• [Given request]:
Carry on the article about the IHS teardown of the iPad Air from where it stops.

• [Selected excerpt]:
There’s a new iPad in town, and that means the folks at research firm IHS are once again doing what they do best: Taking it apart for a look inside.
In the latest of its teardown analysis reports obtained by AllThingsD, the firm says that Apple’s iPad Air (see Walt Mossberg’s review) costs between $274 and $361 to build, depending on model. The device sells at retail for a starting price of $499 for the base 16-gigabyte Wi-Fi only model, and for as much as $929 for a 128GB model with Wi-Fi plus cellular data service.
I talked with Andrew Rassweiler, the analyst who oversees the teardown work at IHS’s lab in Los Angeles. “What I expected to see inside was basically an iPhone 5s with a bigger display,” he said. “That was a little true, but a little not.”
Some key changes occurred on the iPad Air from the third-generation iPad, which was the last full-sized model IHS studied. (There was, of course, the first iPad mini last year.)
The biggest changes, he said, were with the display and touchscreen assembly. For one thing, it’s thinner and has fewer layers in the combined assembly than in previous models. But, at an estimated combined cost of $133 (about $90 for the display and $43 for the touchscreen parts), it’s a lot more expensive than before, he says. South Korean electronics companies LG Display and Samsung are both thought to be suppliers of the display, he says.
For the touchscreen bit, there’s a new type of sensor known as a cycle-olefin polymer (COP) sensor that sits underneath the outer layer of Gorilla Glass that users touch. What used to require two layers of glass, Rassweiler says, now requires only one. As a result, the whole assembly measures out to 1.8 millimeters thick, versus 2.23 millimeters on the third-generation model.
There are also fewer LED lights providing the backlighting to the display than before, he says. The brightness that once required 84 LED lights is now being accomplished with only 36. Rassweiler says that while it’s possible that the LED lights are brighter and more efficient with than in previous models, Apple is also using thin layers of optical film to distribute the light from the LEDs across the entire display. “These optical films don’t get the credit they deserve,” he says. Fewer LEDs cuts down on the weight and the power drain to the battery.

• [Data excerpt]:
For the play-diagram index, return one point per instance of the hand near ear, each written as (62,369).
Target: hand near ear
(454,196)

• [Answer to this exercise]:
But even with a more expensive display, the total component cost of the base model, at $274, is still $42 cheaper than the entry-level third-generation iPad. That’s because not much else inside the iPad has changed drastically since then.
Yes, there’s a new Apple chip, the A7, but at an estimated cost to Apple of $18 (Samsung still manufacturers it for Apple under contract), it costs five dollars less per unit than the A5 processor did 18 months ago. Dialog Semiconductor produces a power-management chip that goes with it, though this one is bigger than the one seen in the iPhone 5s.
Other suppliers include Qualcomm, which provided cellular data network chips at a cost of $32 for the four models that are LTE-ready. Skyworks, Avago Technologies and TriQuint Semiconductor all supplied different bits of the wireless technology.
With the iPad Air, Apple appears to have reached a new milestone on the wireless front: It can support every LTE frequency with a single combination of chips. “This is something Apple tried to do with the iPhone 5s and 5c, but it couldn’t quite get there,” Rassweiler says. “One single model of the iPad Air is able to work with all U.S. wireless carriers.”
The benefit: Less variation of models mean lower total costs overall, and higher gross profits. He says there’s probably not enough space to pack all the chips required into the smaller enclosure of an iPhone. As chips get smaller, future iPhone models will likely benefit from a single model for all carriers, too, just not yet.
Other component suppliers have been spotted in previous iPad models: Broadcom supplied a controller chip for the touchscreen. Cirrus Logic supplied an audio chip. STMicroelectronics supplied a gyroscope chip. Bosch Sensortec supplied the accelerometer. And AKM Semiconductor supplied a compass chip.
Elpida, a unit of Idaho-based Micron Technology, was spotted as the supplier of the DRAM memory chips in the unit IHS examined, though other memory chip vendors are known Apple suppliers, including SK Hynix and Samsung, adding about $10 to the component cost. Similarly, IHS found Toshiba-made flash-memory chips in its teardown specimen, though, again, Samsung and SK Hynix are known flash suppliers, as well. Depending on the model, flash chips account for between $9 and $60 of the component cost.
All told, IHS estimates Apple’s implied gross margins on the iPad to range from 45 percent on the 16GB Wi-Fi only version to 61 percent on the 128GB LTE version.
Below is the call-out slide from IHS’s presentation report. It’s basically a labeled version of the “exploded view” image above. You can click to make it bigger:
Data source: via AllThingsD (By Arik Hesseldahl)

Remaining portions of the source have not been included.